begin RECORDS PROVIDED
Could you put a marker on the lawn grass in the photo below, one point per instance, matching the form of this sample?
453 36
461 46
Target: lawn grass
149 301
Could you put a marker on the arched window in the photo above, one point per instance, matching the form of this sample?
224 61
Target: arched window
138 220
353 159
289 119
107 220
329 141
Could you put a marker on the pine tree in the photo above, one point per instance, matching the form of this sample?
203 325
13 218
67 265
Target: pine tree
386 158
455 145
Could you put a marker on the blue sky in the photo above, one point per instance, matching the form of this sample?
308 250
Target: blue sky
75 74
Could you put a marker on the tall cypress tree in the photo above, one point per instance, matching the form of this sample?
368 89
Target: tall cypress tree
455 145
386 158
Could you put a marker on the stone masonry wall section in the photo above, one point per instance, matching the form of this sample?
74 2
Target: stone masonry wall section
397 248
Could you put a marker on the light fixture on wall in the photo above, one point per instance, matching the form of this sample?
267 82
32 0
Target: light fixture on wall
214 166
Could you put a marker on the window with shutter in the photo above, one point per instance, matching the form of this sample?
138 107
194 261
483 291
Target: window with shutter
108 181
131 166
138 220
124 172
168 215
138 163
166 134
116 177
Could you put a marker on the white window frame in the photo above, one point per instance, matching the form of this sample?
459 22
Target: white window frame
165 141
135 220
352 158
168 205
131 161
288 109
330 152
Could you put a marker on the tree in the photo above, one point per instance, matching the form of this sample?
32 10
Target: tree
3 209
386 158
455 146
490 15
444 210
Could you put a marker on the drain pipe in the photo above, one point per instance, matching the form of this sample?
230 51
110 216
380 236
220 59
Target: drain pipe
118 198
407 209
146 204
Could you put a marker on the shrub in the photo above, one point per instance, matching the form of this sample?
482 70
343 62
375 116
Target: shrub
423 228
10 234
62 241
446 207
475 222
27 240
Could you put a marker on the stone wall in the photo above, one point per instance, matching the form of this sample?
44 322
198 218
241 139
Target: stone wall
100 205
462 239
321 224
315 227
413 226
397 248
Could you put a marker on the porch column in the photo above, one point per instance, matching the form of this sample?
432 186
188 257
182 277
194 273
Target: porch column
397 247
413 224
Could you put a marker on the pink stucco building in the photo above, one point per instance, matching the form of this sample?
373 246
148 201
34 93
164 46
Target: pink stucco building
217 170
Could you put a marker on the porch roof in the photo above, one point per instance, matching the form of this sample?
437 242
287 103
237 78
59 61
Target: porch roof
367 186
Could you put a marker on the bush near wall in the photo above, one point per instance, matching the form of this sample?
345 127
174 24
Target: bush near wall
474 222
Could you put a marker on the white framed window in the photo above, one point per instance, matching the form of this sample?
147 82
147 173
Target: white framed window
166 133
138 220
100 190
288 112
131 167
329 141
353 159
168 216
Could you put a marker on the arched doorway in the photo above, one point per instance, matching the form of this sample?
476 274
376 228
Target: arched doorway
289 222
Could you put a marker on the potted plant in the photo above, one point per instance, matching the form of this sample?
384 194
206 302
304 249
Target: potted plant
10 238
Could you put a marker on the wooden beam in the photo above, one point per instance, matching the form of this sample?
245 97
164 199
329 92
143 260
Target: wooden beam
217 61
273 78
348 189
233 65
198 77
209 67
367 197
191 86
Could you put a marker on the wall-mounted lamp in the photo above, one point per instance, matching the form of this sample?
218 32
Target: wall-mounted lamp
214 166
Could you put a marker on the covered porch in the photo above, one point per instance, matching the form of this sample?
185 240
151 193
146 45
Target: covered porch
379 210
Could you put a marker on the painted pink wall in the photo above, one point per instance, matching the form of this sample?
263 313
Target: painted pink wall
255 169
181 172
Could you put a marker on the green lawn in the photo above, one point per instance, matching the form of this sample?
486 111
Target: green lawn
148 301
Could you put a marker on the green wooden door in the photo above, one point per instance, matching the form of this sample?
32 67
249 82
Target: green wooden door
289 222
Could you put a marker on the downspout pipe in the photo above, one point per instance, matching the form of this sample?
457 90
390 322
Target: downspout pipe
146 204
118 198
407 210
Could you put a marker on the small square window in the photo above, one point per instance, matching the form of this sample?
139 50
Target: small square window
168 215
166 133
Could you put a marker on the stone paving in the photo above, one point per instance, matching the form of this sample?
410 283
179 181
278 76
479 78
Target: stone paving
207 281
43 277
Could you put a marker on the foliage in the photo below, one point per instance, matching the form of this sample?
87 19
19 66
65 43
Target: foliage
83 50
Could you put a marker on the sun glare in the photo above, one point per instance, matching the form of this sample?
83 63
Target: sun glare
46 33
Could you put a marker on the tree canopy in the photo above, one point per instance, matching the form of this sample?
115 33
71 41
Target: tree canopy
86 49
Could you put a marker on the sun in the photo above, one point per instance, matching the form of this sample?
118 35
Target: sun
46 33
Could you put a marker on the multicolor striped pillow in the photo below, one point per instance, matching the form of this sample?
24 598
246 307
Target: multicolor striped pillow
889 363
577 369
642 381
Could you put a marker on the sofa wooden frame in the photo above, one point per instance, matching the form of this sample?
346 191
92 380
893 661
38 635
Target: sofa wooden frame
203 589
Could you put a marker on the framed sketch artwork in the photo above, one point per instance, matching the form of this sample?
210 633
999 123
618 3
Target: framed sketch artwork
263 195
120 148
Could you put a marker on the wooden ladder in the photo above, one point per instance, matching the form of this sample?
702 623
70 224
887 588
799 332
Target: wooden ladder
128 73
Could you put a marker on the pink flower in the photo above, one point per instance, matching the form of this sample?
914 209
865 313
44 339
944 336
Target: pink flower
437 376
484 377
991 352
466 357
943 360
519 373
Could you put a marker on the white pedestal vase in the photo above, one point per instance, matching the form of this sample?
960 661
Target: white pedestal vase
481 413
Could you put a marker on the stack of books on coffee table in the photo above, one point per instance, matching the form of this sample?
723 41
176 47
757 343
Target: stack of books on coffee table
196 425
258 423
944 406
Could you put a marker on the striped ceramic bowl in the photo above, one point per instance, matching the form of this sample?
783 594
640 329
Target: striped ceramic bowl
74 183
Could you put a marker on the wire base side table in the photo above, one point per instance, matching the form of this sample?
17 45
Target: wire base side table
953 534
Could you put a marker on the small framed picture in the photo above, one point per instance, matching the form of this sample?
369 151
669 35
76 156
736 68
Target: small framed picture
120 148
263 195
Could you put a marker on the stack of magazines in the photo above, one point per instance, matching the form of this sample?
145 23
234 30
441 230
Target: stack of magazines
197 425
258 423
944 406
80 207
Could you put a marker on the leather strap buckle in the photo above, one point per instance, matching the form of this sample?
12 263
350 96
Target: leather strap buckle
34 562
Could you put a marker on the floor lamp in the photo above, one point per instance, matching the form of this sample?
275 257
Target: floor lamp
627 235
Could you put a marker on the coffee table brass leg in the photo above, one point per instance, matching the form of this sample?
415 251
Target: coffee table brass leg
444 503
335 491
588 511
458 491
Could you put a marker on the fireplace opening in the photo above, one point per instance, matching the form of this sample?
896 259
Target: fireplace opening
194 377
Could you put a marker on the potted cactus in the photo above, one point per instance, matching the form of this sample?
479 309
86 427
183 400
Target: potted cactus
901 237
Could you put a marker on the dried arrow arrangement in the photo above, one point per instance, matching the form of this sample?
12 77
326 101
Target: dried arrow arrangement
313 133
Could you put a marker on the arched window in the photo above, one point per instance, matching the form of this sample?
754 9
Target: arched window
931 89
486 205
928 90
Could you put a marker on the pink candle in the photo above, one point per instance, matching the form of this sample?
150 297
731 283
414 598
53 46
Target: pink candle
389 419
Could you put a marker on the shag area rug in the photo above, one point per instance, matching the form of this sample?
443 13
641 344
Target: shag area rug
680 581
end RECORDS PROVIDED
§ **WHAT THE TASK REQUIRES**: Output the entries verbatim.

§ **TASK RESPONSE**:
Could you put a marker on the lawn grass in the photo below, one point per instance, matching the form of this sample?
453 36
461 46
Target: lawn grass
149 301
Could you put a marker on the arched window in the photo above, one point per instance, matching the form of this sample?
224 61
Target: arched window
138 220
353 159
289 119
107 220
329 141
Could you put a marker on the pine tree in the photo above, one point per instance, matching the form of this sample?
203 325
13 218
67 265
Target: pine tree
386 158
455 145
Could you put a marker on the blue sky in the photo above, one point per instance, matching the form of this sample?
308 250
Target: blue sky
75 74
Could you put a marker on the tall cypress tree in the photo above, one point per instance, matching the form of this sample?
368 89
Target: tall cypress tree
455 145
386 158
Could you put a marker on the stone masonry wall section in the photo above, one point per instance, matching the form of this sample?
74 2
Target: stone masonry wall section
397 248
Could you put a marker on the light fixture on wall in the photo above, one point per instance, matching the form of this sample?
267 82
32 0
Target: light fixture on wall
214 166
Could you put a marker on the window with shutter in the photo above, one point per instance, matching the form of this sample?
138 107
194 261
483 291
Target: window with shutter
108 181
131 166
138 220
124 172
168 215
138 163
166 134
116 177
Could you put a marker on the white window frame in the photo above, one point per instance, matching the form of this sample?
459 22
Target: white window frame
165 141
135 220
352 158
168 205
131 161
288 109
330 152
Could you put a marker on the tree in the photo above, one point per instance, matching the form of this sample?
32 10
Target: tree
3 209
386 158
455 146
490 15
444 210
Could you put a marker on the drain pipe in the photo above, one point per instance, matching the form of this sample?
230 51
110 216
380 236
220 59
Target: drain pipe
118 198
407 209
146 204
Could you put a marker on the shrub in the photo above, one point per instance, matching the form of this sample?
482 70
343 62
375 116
Target: shrub
423 228
10 234
62 241
446 207
475 222
27 240
Could you put a marker on the stone wall in the photo above, one point per instance, matching the form of this sample?
44 322
198 218
241 139
Target: stone wall
100 205
462 239
321 224
315 227
413 226
397 248
Could you put a marker on the porch column in the photo above, one point per instance, matching the form of this sample?
432 186
188 257
182 277
194 273
Target: porch column
397 247
413 224
Could you put a marker on the pink stucco building in the photo above, one point per instance, matching the form of this sample?
373 246
148 201
34 93
164 46
Target: pink stucco building
217 170
Could you put a marker on the porch roof in the photo above, one point per instance, matching the form of this sample?
437 242
287 103
237 78
59 61
Target: porch roof
367 186
Could you put a marker on the bush near wall in the photo above, one point per instance, matching the form of this sample?
345 127
174 24
Target: bush near wall
474 222
Could you put a marker on the white framed window in the photo above, one point per instance, matching the form of this sample?
147 82
147 173
Target: white framed window
166 133
138 220
100 190
288 112
131 167
329 141
353 159
168 216
Could you put a marker on the arched doorway in the photo above, one point per instance, matching the form of this sample?
476 274
376 228
Target: arched doorway
289 222
Could you put a marker on the potted plant in the photo above, one point per instance, matching the form of this sample?
384 194
206 302
304 249
Target: potted plant
10 238
Could you put a marker on the wooden beam in the photo above, one point per instance, matching the form of this sample?
245 97
164 199
329 92
143 260
Target: wooden beam
217 61
273 78
348 189
233 65
198 77
209 67
367 197
191 86
Could you put a marker on the wall-mounted lamp in the photo above, one point per instance, matching the form of this sample?
218 32
Target: wall-mounted lamp
214 166
Could you put a marker on the covered porch in the photo above, one point per instance, matching the form of this sample?
185 240
151 193
146 45
Target: covered porch
379 210
Could you put a marker on the painted pink wall in the photo above, one point per instance, matching the form of this sample?
263 313
Target: painted pink wall
255 169
181 172
Could you put a marker on the green lawn in the photo above, one point per instance, matching the form of this sample?
486 111
Target: green lawn
148 301
Could you put a marker on the green wooden door in the photo above, one point per instance, matching the form of this sample?
32 67
249 82
Target: green wooden door
289 222
Could you put a marker on the downspout pipe in the photo above, one point per instance, matching the form of this sample?
457 90
390 322
Target: downspout pipe
146 204
118 198
407 210
Could you put a marker on the small square window in the photo above, one point per instance, matching the form of this sample?
139 50
Target: small square window
168 215
166 133
Could you put a marker on the stone paving in the photo above, one point per instance, matching the form of this sample?
410 283
179 181
278 76
479 78
Target: stone paving
207 281
43 277
Could you put a marker on the foliage in the photo below, one point per instance, matching the form of this sample?
87 19
19 66
65 43
Target: foliage
83 50
Could you put a marker on the sun glare in the photo above, one point per instance, matching the form of this sample?
83 63
Target: sun glare
46 33
Could you put a marker on the tree canopy in the photo above, one point per instance, matching the form of this sample?
115 33
71 41
Target: tree canopy
86 49
Could you put a marker on the sun in the photo above, one point per instance, matching the form of this sample?
118 35
Target: sun
46 33
Could you put a marker on the multicolor striped pillow in the photo below, one point per instance, matching the form of this sample?
24 598
246 307
Target: multicolor striped pillow
889 363
577 369
642 381
Could you put a marker on the sofa wooden frame in the photo above, one point per instance, matching the form of this sample?
346 191
92 380
893 661
38 635
Target: sofa wooden frame
203 589
Could you put a marker on the framed sketch artwork in the photo above, one point per instance, matching the form of this sample?
210 633
999 123
618 3
Target: framed sketch artwork
263 195
120 148
Could you put a marker on the wooden ladder in the photo above, one point per instance, matching the form of this sample?
702 623
70 224
887 588
799 332
Target: wooden ladder
128 73
Could you put a marker on the pink flower in the photo above, one point per instance, matching the form of this sample?
914 209
865 313
44 339
944 336
Target: pink flower
437 376
484 377
991 352
466 357
943 360
519 373
Could you put a marker on the white pedestal vase in the photo above, one point per instance, matching the form of this sample?
960 661
Target: white pedestal vase
481 413
Could you put a marker on the stack of books on coffee table in the photo above, one point per instance, matching the form of this sample?
723 41
176 47
757 343
Target: stack of books on coffee table
196 425
258 423
944 406
Could you put a marker on the striped ceramic bowl in the photo above, one point per instance, matching the form of this sample?
783 594
640 329
Target: striped ceramic bowl
74 183
Could you put a marker on the wire base side table in the photo above, one point per instance, matching the form of this sample?
17 45
Target: wire base side table
953 534
Could you put a marker on the small framed picture in the photo above, one point per instance, matching the form of this sample?
369 151
669 35
76 156
736 68
Target: small framed picture
120 148
263 195
Could you put a marker on the stack of magazines in the photo above, one point per instance, matching the form of this sample?
145 23
234 30
441 230
Target: stack of magazines
197 425
258 423
944 406
80 207
Could you put a marker on the leather strap buckle in the photo above, one point per instance, matching the form of this sample?
12 263
350 96
Target: leather strap buckle
34 562
Could you put a marker on the floor lamp in the photo above, one point per instance, matching the form of this sample?
275 257
Target: floor lamp
627 235
Could you put a marker on the coffee table brass leg in the photo above, one point per instance, matching the form of this sample?
415 251
Target: coffee table brass leg
444 503
335 491
588 511
458 491
Could you put a marker on the fireplace opening in the photo above, one point per instance, matching the form of this sample?
896 259
Target: fireplace opening
194 377
Could you put a marker on the potted cactus in the photo above, one point per instance, matching the form of this sample?
479 309
86 427
183 400
Target: potted cactus
901 237
Could you put a marker on the dried arrow arrangement in the photo above, one point per instance, matching the form of this sample?
12 77
326 101
Target: dried arrow arrangement
313 133
Could you put a marker on the arched window in the photo above, one point per instance, matching the form of this sample?
754 9
Target: arched window
931 89
486 205
928 90
Could you put a marker on the pink candle in the photo above, one point per instance, matching the form of this sample?
150 297
731 283
414 598
53 46
Target: pink candle
389 419
Could you put a marker on the shag area rug in the photo above, one point per instance, matching the form of this sample?
443 13
641 344
Target: shag area rug
680 581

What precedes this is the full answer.